### [EXERCÍCIO 1]
Transcreva literalmente, do texto sobre o desvio de poder legislativo, o trecho que vai de "Em decisão proferida" até "a Constituição estadual’.".
### [EXERCÍCIO 2]
Escreva a parte seguinte do texto sobre o desvio de poder legislativo, começando logo após a última frase.

A mesma situação se renovou, no Estado do Rio Grande do Norte, perante outro testamento político de um governo vencido no pleito eleitoral sucessório, em que se comprometia desmedidamente o erário, elevando a mais de 80% a despesa com o funcionalismo público.
Em decisão proferida na Repr. 512, julgada, por unanimidade, pelo Tribunal Pleno, em sessão de 7.12.62, o STF reputou legítima a anulação, pela Assembléia Legislativa, de leis inconstitucionais que compunham o testamento político em causa.
Em memorial oferecido como advogado do novo governo estadual, ponderávamos que ‘o desvio de poder legislativo, caracterizado no inventário político, ofende o princípio da independência e harmonia dos Poderes, além de violar a Constituição estadual’.
Em acórdãos posteriores os RE 48.655 e 50.219 (RDA 78/269 e 281), aplicando a orientação firmada, a Corte Suprema reafirmou a tese da anulação, pelo Poder Legislativo, de seus próprios atos inconstitucionais.
A acolhida do cabimento do desvio de finalidade como vício de inconstitucionalidade fora anteriormente abonada em outro julgado do STF em voto do Min. Orozimbo Nonato, relator do RE 18.331, que, nos termos da respectiva ementa, após recordar o conhecido axioma de que o poder de taxar não se pode extremar como poder destruir, destaca: ‘É um poder cujo exercício não deve ir até o abuso, o excesso, o desvio, sendo aplicável, ainda que, a doutrina fecunda do détournement de pouvoir’ (RF 145/146).

### [DADOS EXTRAÍDOS]
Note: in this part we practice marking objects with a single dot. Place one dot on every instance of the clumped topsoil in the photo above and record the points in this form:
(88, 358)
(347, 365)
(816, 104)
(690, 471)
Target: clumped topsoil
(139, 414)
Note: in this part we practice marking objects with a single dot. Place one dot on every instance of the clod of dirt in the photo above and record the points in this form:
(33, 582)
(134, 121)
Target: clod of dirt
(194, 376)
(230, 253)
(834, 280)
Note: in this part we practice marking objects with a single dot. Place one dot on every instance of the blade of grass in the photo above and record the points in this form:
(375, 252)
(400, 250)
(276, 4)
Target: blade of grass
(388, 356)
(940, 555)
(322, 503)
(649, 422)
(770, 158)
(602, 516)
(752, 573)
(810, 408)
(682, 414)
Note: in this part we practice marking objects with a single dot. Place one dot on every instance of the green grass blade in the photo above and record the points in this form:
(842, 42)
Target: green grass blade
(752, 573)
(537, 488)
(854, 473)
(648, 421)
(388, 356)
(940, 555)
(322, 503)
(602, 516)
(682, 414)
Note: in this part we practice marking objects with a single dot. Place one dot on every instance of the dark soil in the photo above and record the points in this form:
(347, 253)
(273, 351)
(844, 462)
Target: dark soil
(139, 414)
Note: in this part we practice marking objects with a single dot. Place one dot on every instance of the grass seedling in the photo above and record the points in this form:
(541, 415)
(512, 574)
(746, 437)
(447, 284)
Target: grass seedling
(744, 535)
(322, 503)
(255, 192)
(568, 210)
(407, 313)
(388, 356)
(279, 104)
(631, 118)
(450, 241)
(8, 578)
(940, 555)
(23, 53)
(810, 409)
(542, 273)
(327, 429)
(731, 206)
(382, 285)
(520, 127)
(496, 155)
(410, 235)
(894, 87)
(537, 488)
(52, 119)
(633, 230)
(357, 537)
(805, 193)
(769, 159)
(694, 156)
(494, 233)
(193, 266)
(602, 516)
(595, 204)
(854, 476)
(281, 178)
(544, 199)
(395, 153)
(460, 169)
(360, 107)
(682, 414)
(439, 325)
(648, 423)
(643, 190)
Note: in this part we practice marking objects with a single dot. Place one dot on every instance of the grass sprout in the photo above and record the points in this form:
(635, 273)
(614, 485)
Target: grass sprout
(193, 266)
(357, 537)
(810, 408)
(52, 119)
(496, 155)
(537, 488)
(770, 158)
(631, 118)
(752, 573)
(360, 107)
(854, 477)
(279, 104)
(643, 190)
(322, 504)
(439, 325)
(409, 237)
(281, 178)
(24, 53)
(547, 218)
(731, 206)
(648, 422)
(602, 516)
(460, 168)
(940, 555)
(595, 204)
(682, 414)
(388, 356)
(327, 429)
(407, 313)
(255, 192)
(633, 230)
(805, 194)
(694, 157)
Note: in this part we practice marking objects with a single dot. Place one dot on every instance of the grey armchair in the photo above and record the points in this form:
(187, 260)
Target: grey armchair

### [RESPOSTA 1]
Em decisão proferida na Repr. 512, julgada, por unanimidade, pelo Tribunal Pleno, em sessão de 7.12.62, o STF reputou legítima a anulação, pela Assembléia Legislativa, de leis inconstitucionais que compunham o testamento político em causa.
Em memorial oferecido como advogado do novo governo estadual, ponderávamos que ‘o desvio de poder legislativo, caracterizado no inventário político, ofende o princípio da independência e harmonia dos Poderes, além de violar a Constituição estadual’.

### [RESPOSTA 2]
O excesso do poder de taxar foi igualmente repelido com respeito à lei do Estado do Rio de Janeiro que exigia taxa judiciária em termos excessivos, sem correspondência com o serviço prestado (Repr. 1.077, RTJ 11/55).
Comentando o sentido inovador da jurisprudência do Pretório Excelso, registra Seabra Fagundes, entre as fecundas criações pretorianas, ‘a extensão da teoria do desvio de poder originária e essencialmente dirigida aos procedimentos dos órgãos executivos, aos atos do poder legiferante, de maior importância num sistema de Constituição rígida, em que se comete ao Congresso a complementação do pensamento constitucional nos mais variados setores da vida social, econômica e financeira’ (RF 151/549).
Em decisão de 31.8.67, no RMS 16.912, o tema do desvio de poder como vício especial do ato legislativo foi expressamente invocado.
Apreciando lei de organização judiciária na qual se inseria emenda em benefício de determinado serventuário, advertiu o Min. Prado Kelly: ‘tratava-se de reforma judiciária e a emenda representou um desvio de poder na própria legislatura’. Sendo o mesmo Ministro as seguintes expressões: ‘Tenho por demonstrado que a emenda não obedeceu ao presumido escopo de interesse público e sim a uma inspiração que nem por ser equânime ou reparadora (como pareceu ao interveniente) deixa de ser particularista ou de favorecimento pessoal’.
Nessa decisão plenária, o Min. Victor Nunes Leal, após aderir à posição ‘de que podemos exercer controle sobre os desvios de poder da própria legislatura’, convocado por interpelação do Min. Aliomar Baleeiro a declarar ‘se admitia um desvio de poder do Poder Legislativo fora do caso de inconstitucionalidade’, não vacilou em afirmar categoricamente: ‘Admito’ (acórdão no RMS 16.912, RTJ 45/530-545, especialmente pp. 536 e 537).
Em questão relativa à permissão para explorar linhas de ônibus, o STF apreciou a incidência do desvio de poder legislativo, admitindo, em tese, a aplicação do princípio (RTJ 47/650 e 48/165).
Em três situações o STF repeliu, por inconstitucionalidade, a aplicação de sanções administrativas com a finalidade real de constranger o contribuinte à regularidade fiscal.
Decidiu a Corte Suprema que ‘é inadmissível a interdição de estabelecimento ou apreensão de mercadorias como meio coercitivo para a cobrança de tributo’ (Súmulas 70 e 323).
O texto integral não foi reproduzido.